● **Passage provided**:
[Start]

Being w/ Remarkable Beings

Being w/ Remarkable Beings

Thursday, August 25, 2011

Ram Dass: Grace is Something Given to You By The One


This telephone interview took place on July 21, 2003, prior to respected sage, author, lecturer and spiritual teacher Ram Dass' presentation on August 2, 2003, at Crater High School in Central Point, Oregon.
What do you plan to say in your lecture here?
How one spiritualizes one's life.  A lot of people are expressing anxiety these days.  It's wrong, well, not wrong, but they experience their lives on the wrong plane, the plane in which they undergo suffering.
What plane is that?
We are three-plane beings: one, the ego, two, the soul and three, the third plane, what the Quakers call the still, small voice of God within. Hindus call it atman. It's the mystical part of us. It's the way we know the Universe subjectively, rather than objectively.
What does being on the third plane do for us?
It allows us to be a witness of the suffering, though we still will suffer. You start as an ego, which means you are attached to your incarnation. The soul which comes into the incarnation goes from incarnation to incarnation. The death of an incarnation is not such a big deal as our ego thinks it is. I'd rather identify with my soul.
Do you teach your audience or give the techniques for this?
My lectures are question-and-answer periods.  I'd rather the audience initiate the topics. I present myself as RAM--rent a mouth. They rent my mouth, to respond to questions by reciting information we all know. About number three.
What are your thoughts on aging and death now that you have come back from your stroke six years ago and are 72?
The age stage is awesome.
I should look forward to it?
You should. (Laughs) You can shift from ego to soul-perception. The changes are awesome--changes in friends, changes in body, changes in mind. It brings you as close to God as you can get in this lifetime. For me, I spend my waking hours in timeless states, spaceless states. That's really pretty good. You can go in and out of planes of consciousness and you can stack them like baklava-some nutty, some flaky, some sticky. (Laughs)
Is it like a window on the third plane?
Yes.  It happens after realization.
What is realization?
That your awareness is connected with all and everything ... and nothing.  It's Buddha, Christ, Mohammed, Moses and my guru.  They have a perspective about life from number three.

[End]

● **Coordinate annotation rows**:
[Start]

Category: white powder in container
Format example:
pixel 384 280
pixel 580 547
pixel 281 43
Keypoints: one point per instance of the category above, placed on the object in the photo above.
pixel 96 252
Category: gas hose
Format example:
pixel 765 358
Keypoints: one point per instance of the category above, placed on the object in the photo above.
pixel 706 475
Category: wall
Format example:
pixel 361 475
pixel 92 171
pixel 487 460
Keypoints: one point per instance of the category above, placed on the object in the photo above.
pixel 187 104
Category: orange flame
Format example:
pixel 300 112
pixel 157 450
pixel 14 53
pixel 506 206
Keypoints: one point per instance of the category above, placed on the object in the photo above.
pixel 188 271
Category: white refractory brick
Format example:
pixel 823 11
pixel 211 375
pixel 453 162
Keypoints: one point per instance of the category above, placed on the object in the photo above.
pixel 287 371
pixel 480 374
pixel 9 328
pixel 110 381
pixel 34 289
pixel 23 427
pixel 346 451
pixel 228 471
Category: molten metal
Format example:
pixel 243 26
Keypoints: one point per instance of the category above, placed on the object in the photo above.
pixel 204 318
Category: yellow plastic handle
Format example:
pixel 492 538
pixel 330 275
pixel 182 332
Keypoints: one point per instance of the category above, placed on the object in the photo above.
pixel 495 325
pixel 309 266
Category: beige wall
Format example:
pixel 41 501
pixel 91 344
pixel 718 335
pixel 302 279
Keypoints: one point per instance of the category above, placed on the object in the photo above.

[End]

● **Request 1**:
In the Ram Dass interview, where did his August 2, 2003 presentation take place?
● **Request 2**:
Pick up the Ram Dass interview after its last line and write the next part.
These rows come from a separate source and are unrelated to the text.

● **Written answer 1**:
At Crater High School in Central Point, Oregon.

● **Written answer 2**:
I understand most questions of you are about relationships and people's search for love and their suffering in that experience.
Yes.  The strings between souls is love.  You can go the love ladder as bhakti (loving service done to please God, rather than for self gratification), with attachment at the beginning and then go to love of the One.  You become love.  It's like you get into a bath tub of love with another person.  In the bath tub, the two of you are "in" love.  It takes a lot of surrender.
To God or to the relationship?
To the situation of the relationship. It's like a corporation. People get together to form an entity. I see the love relationship, the marriage as a triangle. The two bottom points are the two partners. The third one is God consciousness. The two get close to each other as the peak of the triangle comes near and they merge with one another in God. That's love.
Most people probably don't know that or do it.
(Very long laughter.)
What's your take on the world situation now after all the big changes of the last two years?
I' d like to say we're headed for a change in government, with Dennis Kucinich as president. But I wouldn't bet on it. What we've got is untrammeled greed, greed, greed. Greed is overwhelming our compassion. The times when government becomes uncompassionate, our human hearts hurt.  The war in Iraq is a hurt in our compassionate hearts.
Do you think that, as a human species, we're "getting it" and evolving in any significant way?
Yes. We're getting to the point where computer and television are not sufficient for our needs for communication. We need communication with our hearts and that is really a heart to heart deal. I see the human heart as the basic instrument for social change. Dennis Kucinich and I, we shared hearts.
How did you two connect?
The core, the consciousness, the compassion. We met twice. My heart met a human being. Which is very unusual when you meet a politician. (Laughs) I'd like my heart to be represented in the government.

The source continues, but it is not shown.